= TEXT =

# Logging dropouts on internet connection



## rgaudreau (Dec 4, 2005)

Is there an application that would allow me to monitor or log internet dropouts on my internet connection?

I just installed a 4 computer internet connection using a Dlink router and our internet is dropping out regularly. I'd like to be able to plug directly into the modem with my laptop and measure how many times it drops out in a certain period of time so that I can present the info to my ISP to get it fixed.

I'm guessing the problem is with the modem as the router seems to be working effectively, although I havn't yet tried disconnecting the router and wiring the DSL connection directly to 1 computer.

Any suggestions?

Ren


----------



## JamesO (Mar 30, 2005)

Download and install AlertPing. 

http://www.psgsoft.com/

Set it up to ping the the local host, your router, the first hop on your Internet, your DNS servers and a few sites out on the Internet.

= TASKS TO COMPLETE =
A – From the forum thread, list every target that the reply says AlertPing should be set up to ping.
B – Rework the stretch of the forum thread from "Is there an" through "to 1 computer.", putting "notebook" in place of "laptop".

= DATA =
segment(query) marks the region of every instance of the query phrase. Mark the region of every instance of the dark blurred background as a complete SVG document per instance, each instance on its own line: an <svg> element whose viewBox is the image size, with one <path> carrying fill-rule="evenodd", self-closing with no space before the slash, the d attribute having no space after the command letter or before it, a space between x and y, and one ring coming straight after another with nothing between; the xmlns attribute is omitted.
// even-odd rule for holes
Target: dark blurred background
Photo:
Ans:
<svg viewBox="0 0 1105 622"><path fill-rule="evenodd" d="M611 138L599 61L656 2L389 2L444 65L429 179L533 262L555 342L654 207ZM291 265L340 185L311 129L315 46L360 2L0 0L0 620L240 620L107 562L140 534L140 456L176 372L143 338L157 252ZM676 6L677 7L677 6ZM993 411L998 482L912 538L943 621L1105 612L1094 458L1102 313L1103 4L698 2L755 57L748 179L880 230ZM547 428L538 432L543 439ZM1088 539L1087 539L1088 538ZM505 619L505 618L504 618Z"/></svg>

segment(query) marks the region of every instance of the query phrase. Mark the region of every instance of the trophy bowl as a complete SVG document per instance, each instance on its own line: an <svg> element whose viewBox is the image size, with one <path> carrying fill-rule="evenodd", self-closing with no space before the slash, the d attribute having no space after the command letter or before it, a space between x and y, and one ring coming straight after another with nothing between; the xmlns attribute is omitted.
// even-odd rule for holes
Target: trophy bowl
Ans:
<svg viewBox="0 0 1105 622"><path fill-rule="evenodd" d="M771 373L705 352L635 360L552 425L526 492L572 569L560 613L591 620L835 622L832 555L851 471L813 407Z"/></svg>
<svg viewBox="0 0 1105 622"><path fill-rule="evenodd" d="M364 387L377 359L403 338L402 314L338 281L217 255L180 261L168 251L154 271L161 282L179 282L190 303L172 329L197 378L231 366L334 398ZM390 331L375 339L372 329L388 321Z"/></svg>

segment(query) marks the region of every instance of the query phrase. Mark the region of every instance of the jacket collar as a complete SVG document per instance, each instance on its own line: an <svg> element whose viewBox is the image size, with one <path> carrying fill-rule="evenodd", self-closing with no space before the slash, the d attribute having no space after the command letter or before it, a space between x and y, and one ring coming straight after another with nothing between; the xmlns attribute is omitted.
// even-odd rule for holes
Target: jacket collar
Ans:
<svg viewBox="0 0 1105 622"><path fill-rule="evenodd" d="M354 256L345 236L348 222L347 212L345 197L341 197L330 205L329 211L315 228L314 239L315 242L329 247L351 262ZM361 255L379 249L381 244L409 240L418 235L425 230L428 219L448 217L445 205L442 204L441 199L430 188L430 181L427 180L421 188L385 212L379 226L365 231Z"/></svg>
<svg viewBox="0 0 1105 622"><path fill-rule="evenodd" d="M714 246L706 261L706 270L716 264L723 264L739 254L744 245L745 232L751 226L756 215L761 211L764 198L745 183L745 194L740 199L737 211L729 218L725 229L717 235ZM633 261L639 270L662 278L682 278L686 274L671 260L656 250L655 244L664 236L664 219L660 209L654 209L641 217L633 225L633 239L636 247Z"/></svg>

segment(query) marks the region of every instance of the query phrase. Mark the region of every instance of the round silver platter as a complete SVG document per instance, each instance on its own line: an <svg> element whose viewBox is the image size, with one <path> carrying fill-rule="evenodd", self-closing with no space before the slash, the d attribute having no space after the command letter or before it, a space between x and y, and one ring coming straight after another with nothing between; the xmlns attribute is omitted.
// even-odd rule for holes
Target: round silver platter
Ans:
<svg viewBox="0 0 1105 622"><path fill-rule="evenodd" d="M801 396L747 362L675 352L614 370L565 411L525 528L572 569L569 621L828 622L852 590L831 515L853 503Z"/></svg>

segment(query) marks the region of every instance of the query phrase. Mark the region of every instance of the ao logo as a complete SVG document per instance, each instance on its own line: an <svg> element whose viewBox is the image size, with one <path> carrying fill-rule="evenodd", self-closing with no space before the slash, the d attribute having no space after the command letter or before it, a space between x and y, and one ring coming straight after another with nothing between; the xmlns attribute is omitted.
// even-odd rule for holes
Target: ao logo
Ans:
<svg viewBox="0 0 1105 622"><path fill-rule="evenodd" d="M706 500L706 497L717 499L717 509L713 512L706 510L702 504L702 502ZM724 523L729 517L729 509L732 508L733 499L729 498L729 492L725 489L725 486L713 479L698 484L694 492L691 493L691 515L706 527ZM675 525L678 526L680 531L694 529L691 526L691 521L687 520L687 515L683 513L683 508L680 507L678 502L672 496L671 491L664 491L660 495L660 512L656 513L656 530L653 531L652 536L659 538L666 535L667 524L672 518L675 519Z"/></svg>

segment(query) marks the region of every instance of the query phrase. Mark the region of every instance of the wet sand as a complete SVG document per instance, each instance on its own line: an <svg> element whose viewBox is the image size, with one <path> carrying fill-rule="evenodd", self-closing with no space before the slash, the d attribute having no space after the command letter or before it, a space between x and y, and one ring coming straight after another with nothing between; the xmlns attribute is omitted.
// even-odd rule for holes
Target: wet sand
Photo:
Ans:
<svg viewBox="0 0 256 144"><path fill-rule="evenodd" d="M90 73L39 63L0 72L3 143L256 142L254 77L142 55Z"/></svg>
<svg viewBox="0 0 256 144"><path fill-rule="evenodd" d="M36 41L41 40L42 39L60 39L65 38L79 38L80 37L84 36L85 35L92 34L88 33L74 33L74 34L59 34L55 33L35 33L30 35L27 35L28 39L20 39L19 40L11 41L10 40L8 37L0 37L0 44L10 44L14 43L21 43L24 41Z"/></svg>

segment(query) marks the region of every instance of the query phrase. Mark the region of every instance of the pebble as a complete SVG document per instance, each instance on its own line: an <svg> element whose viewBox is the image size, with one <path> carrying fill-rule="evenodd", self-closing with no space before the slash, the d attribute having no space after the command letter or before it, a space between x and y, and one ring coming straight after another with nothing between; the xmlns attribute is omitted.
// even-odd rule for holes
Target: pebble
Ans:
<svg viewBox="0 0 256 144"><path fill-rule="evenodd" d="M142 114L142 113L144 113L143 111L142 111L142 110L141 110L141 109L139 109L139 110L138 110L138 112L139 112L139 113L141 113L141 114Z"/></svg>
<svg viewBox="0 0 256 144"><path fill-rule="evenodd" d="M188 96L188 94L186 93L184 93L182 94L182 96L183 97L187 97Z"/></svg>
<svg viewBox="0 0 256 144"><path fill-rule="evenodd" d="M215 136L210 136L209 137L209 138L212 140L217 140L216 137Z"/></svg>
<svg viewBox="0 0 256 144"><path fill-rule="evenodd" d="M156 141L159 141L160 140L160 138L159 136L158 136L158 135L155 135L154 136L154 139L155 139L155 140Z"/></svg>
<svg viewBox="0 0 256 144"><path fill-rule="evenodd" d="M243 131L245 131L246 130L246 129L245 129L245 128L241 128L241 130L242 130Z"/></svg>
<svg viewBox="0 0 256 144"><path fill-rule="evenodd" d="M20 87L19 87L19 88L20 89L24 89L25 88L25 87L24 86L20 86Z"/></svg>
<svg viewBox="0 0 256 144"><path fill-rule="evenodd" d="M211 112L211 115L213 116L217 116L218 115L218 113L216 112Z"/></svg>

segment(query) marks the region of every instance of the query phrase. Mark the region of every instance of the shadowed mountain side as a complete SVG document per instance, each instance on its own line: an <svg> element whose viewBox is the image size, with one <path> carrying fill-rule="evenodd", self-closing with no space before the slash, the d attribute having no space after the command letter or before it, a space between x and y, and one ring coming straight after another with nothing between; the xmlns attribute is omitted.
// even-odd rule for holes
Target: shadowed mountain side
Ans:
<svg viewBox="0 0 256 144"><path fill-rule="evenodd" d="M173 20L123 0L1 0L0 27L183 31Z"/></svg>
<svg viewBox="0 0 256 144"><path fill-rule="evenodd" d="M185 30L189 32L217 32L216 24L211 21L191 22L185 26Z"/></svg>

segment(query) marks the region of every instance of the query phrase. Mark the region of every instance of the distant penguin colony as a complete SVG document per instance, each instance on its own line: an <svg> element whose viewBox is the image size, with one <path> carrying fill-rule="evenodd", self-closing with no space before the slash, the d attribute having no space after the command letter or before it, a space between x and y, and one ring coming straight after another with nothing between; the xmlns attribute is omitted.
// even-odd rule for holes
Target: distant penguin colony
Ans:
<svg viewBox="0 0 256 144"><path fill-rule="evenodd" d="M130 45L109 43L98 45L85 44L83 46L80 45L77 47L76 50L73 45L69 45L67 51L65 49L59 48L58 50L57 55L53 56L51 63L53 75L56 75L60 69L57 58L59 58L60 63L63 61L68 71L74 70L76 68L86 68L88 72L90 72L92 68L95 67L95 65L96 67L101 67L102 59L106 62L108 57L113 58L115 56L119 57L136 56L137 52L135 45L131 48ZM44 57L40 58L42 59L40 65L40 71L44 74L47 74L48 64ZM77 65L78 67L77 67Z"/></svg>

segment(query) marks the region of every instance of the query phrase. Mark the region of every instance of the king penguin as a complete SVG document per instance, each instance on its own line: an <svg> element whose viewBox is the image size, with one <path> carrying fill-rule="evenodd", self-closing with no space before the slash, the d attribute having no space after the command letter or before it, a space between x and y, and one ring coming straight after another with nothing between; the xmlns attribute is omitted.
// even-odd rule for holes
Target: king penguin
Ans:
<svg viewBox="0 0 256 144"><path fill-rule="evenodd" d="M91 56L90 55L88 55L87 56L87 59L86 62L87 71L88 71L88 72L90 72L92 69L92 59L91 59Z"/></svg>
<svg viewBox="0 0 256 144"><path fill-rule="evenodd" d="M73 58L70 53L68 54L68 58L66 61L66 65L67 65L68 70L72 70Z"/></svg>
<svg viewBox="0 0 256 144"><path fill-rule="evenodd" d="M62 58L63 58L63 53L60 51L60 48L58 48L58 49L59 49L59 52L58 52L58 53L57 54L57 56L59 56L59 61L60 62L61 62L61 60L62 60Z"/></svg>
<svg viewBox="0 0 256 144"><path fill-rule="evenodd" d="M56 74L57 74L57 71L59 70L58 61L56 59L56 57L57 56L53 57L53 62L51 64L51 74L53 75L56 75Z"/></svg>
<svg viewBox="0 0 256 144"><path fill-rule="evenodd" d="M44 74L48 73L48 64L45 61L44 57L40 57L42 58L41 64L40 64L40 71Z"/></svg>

= PER-TASK OUTPUTS =
A –
- the local host
- your router
- the first hop on your Internet
- your DNS servers
- a few sites out on the Internet

B –
Is there an application that would allow me to monitor or log internet dropouts on my internet connection?

I just installed a 4 computer internet connection using a Dlink router and our internet is dropping out regularly. I'd like to be able to plug directly into the modem with my notebook and measure how many times it drops out in a certain period of time so that I can present the info to my ISP to get it fixed.

I'm guessing the problem is with the modem as the router seems to be working effectively, although I havn't yet tried disconnecting the router and wiring the DSL connection directly to 1 computer.